Every entry should be reproduced word for word.

[Opening Data for this task section]

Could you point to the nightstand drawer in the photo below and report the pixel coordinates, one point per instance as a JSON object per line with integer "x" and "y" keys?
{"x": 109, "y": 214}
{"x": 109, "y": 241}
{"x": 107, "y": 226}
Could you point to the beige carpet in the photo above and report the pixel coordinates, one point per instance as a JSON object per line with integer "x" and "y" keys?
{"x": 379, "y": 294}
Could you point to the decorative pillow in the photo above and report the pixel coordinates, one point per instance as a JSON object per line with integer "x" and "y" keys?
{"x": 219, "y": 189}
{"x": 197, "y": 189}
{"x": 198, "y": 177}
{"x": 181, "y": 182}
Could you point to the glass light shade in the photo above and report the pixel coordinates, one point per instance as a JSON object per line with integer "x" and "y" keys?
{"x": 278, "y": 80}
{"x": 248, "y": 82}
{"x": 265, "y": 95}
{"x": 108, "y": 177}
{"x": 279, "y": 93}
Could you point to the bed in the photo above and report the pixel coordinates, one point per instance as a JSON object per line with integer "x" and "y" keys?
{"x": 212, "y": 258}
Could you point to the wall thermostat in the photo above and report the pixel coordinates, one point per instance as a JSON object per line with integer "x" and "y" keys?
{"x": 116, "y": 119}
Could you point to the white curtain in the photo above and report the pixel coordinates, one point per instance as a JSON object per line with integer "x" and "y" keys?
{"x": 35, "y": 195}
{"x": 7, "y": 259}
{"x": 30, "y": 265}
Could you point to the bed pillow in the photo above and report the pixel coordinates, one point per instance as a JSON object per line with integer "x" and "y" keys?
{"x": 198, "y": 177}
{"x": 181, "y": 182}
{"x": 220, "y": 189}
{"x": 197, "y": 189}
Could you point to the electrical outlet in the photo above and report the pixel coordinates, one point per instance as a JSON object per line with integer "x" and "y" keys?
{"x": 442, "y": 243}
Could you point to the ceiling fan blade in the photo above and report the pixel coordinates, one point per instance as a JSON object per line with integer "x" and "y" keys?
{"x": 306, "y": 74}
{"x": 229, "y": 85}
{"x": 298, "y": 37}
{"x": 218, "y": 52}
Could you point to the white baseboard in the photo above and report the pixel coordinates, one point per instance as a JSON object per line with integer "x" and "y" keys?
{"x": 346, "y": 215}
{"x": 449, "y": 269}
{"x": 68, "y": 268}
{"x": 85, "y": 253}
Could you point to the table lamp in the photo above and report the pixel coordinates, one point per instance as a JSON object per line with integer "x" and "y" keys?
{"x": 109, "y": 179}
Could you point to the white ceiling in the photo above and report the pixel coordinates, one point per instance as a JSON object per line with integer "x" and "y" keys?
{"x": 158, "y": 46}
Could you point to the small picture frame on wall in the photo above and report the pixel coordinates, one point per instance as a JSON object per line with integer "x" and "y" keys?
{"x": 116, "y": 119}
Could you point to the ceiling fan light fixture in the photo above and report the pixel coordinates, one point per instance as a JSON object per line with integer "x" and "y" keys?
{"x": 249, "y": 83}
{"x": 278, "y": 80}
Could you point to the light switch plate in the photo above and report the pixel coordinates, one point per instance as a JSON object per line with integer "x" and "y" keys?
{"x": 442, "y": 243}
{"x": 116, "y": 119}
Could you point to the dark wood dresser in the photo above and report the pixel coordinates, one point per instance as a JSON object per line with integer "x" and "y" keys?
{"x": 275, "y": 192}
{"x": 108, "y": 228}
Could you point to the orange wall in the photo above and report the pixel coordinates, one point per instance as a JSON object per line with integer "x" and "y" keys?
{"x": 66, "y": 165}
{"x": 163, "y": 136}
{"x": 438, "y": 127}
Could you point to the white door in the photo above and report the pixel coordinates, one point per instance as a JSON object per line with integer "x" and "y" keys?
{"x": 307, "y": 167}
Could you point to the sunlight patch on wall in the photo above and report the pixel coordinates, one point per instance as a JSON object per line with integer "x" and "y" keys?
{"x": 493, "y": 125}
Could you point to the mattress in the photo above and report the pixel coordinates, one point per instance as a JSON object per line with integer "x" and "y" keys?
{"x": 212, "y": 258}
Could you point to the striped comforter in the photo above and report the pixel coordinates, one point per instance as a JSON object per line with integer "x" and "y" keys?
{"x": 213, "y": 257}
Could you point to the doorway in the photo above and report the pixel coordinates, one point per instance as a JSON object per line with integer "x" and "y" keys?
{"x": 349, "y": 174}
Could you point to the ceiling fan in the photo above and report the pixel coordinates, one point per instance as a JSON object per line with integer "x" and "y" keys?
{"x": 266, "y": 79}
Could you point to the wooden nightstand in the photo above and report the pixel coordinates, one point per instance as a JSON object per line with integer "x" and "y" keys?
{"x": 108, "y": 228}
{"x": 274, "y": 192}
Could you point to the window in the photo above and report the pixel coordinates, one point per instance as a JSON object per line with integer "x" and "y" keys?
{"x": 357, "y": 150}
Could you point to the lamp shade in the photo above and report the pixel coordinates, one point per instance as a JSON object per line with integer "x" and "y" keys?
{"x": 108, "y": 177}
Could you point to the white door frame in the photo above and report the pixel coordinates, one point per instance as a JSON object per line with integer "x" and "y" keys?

[Closing Data for this task section]

(Written answer)
Could you point to the nightstand drawer in the photo below and report the pixel coordinates, one point per instance as a JSON object per line with integer "x" and "y" keys?
{"x": 109, "y": 214}
{"x": 109, "y": 241}
{"x": 107, "y": 226}
Could you point to the beige carpet in the photo above and report the pixel coordinates, one point per instance as a JSON object per line with integer "x" and "y" keys?
{"x": 379, "y": 294}
Could you point to the decorative pillow in the photo above and report the pixel coordinates, one point per instance as a JSON object per line with integer "x" and "y" keys?
{"x": 219, "y": 189}
{"x": 197, "y": 189}
{"x": 198, "y": 177}
{"x": 181, "y": 182}
Could you point to the glass light shade in the photo above and report the pixel coordinates, one point per instance as a JSON object per line with integer "x" and "y" keys?
{"x": 278, "y": 80}
{"x": 248, "y": 82}
{"x": 265, "y": 95}
{"x": 108, "y": 177}
{"x": 279, "y": 93}
Could you point to the bed in the photo above and report the pixel coordinates, one point per instance as a JSON object per line with integer "x" and "y" keys?
{"x": 212, "y": 258}
Could you point to the wall thermostat in the photo above and report the pixel coordinates, one point per instance as a JSON object per line with integer "x" and "y" keys?
{"x": 116, "y": 119}
Could you point to the white curtain in the photo above and report the pixel coordinates, one point per instance as a JSON object per line with integer "x" and "y" keys?
{"x": 35, "y": 195}
{"x": 7, "y": 259}
{"x": 30, "y": 265}
Could you point to the bed pillow in the photo above and report the pixel coordinates, one point per instance as a JSON object per line with integer "x" and "y" keys?
{"x": 198, "y": 177}
{"x": 181, "y": 182}
{"x": 220, "y": 189}
{"x": 197, "y": 189}
Could you point to the electrical outlet in the photo above and report the pixel coordinates, one point per instance as a JSON object per line with integer "x" and "y" keys?
{"x": 442, "y": 243}
Could you point to the ceiling fan blade in the photo above and report the pixel coordinates, one point per instance as a JSON object per line with integer "x" and "y" keys?
{"x": 306, "y": 74}
{"x": 229, "y": 85}
{"x": 298, "y": 37}
{"x": 218, "y": 52}
Could you point to the white baseboard in the photo above and report the pixel coordinates, one point per instance as a JSON object per line with integer "x" and "y" keys?
{"x": 346, "y": 215}
{"x": 449, "y": 269}
{"x": 68, "y": 268}
{"x": 85, "y": 253}
Could you point to the table lamp in the photo above and report the pixel coordinates, one point per instance as a JSON object per line with integer "x" and "y" keys?
{"x": 109, "y": 179}
Could you point to the white ceiling in the photo above and report the pixel coordinates, one point per instance as a JSON object per line with integer "x" and "y" keys?
{"x": 158, "y": 46}
Could you point to the small picture frame on wall in the photo above and report the pixel coordinates, one point per instance as a JSON object per line with integer "x" and "y" keys?
{"x": 116, "y": 119}
Could you point to the ceiling fan light fixture in the photo above and report the pixel coordinates, one point per instance as a JSON object per line with integer "x" and "y" keys?
{"x": 249, "y": 83}
{"x": 278, "y": 80}
Could you point to the light switch plate in the photo above and report the pixel coordinates, one point per instance as a JSON object per line with integer "x" and "y" keys?
{"x": 442, "y": 243}
{"x": 116, "y": 119}
Could you point to the dark wood dresser in the photo above and report the pixel coordinates, one point per instance as a JSON object per line with integer "x" and "y" keys?
{"x": 275, "y": 192}
{"x": 108, "y": 228}
Could you point to the orange wall in the photo above and report the pixel coordinates, one point per instance as a JSON object per line with integer "x" and "y" keys?
{"x": 66, "y": 165}
{"x": 163, "y": 136}
{"x": 438, "y": 127}
Could you point to the white door in the photo above and report the pixel coordinates, one point per instance as a JSON object per line with integer "x" and "y" keys?
{"x": 307, "y": 167}
Could you point to the sunlight patch on wall in the photo above and report the pixel coordinates, one point per instance as a JSON object per line with integer "x" and "y" keys?
{"x": 493, "y": 125}
Could you point to the mattress in the photo above and report the pixel coordinates, one point per instance as a JSON object per line with integer "x" and "y" keys?
{"x": 212, "y": 258}
Could you point to the striped comforter in the photo above and report the pixel coordinates, one point per instance as a JSON object per line with integer "x" and "y" keys?
{"x": 213, "y": 257}
Could you point to the doorway in the photo above and report the pixel coordinates, one point per instance as a JSON object per line with integer "x" and "y" keys?
{"x": 349, "y": 174}
Could you point to the ceiling fan in the photo above and report the pixel coordinates, one point per instance as a JSON object per line with integer "x" and "y" keys?
{"x": 266, "y": 79}
Could you point to the wooden nightstand in the photo above and report the pixel coordinates, one point per instance as a JSON object per line with integer "x" and "y" keys?
{"x": 108, "y": 228}
{"x": 274, "y": 192}
Could you point to the window in the photo above and report the pixel coordinates, one point per instance as a JSON object per line with integer "x" and "y" keys?
{"x": 357, "y": 150}
Could you point to the lamp shade in the photo above and report the pixel coordinates, one point per instance as a JSON object per line with integer "x" and "y" keys?
{"x": 108, "y": 177}
Could you point to the white door frame in the photo above and report the pixel coordinates, one point per instance as a JSON object per line with integer "x" and "y" keys?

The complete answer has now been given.